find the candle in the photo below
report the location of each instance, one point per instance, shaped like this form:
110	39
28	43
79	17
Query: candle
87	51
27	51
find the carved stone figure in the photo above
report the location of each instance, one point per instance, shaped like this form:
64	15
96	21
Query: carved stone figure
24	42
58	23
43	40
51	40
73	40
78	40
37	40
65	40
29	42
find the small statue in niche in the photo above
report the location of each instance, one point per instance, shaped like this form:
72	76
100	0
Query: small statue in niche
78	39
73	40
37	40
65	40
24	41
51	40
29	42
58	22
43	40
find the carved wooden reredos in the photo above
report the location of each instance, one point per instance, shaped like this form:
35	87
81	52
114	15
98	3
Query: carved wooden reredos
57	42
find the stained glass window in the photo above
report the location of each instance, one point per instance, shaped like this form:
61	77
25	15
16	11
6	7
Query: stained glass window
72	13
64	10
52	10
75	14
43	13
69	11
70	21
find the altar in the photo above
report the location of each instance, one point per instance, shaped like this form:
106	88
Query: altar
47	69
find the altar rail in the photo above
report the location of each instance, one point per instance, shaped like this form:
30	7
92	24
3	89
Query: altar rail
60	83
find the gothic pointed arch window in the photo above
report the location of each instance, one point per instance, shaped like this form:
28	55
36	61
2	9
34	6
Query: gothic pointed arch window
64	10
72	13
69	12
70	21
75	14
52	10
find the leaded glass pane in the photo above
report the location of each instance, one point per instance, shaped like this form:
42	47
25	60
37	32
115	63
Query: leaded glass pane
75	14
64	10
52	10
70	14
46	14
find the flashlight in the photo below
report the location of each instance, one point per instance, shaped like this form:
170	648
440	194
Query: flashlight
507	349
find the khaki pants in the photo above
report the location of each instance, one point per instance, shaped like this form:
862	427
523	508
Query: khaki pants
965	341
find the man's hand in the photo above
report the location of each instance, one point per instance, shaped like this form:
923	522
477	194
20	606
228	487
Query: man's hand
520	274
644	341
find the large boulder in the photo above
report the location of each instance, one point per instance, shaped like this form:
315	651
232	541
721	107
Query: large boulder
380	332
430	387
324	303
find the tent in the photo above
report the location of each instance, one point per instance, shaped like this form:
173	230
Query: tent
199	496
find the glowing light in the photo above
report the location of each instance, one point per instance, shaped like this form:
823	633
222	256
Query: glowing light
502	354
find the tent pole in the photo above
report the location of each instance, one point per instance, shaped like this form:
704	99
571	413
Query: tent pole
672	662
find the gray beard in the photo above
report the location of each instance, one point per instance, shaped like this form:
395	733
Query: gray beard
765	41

----------------

INSTRUCTIONS TO FOLLOW
Copy word for word the stretch of entries above from the line that has "find the small" through the line that has "find the stained", both ends included, and nothing outside it.

RESULT OF THIS TASK
find the small statue in niche in the photo above
report the location of each instance, one point per instance, shaped like this form:
72	76
100	0
Query: small statue in niche
78	39
73	40
37	40
65	40
24	41
51	40
29	42
58	22
43	40
find the carved wooden reredos in the photo above
report the location of each instance, one point per instance, shaped like this form:
35	87
81	52
114	15
98	3
Query: carved wooden reredos
57	42
find the stained glass window in the photo above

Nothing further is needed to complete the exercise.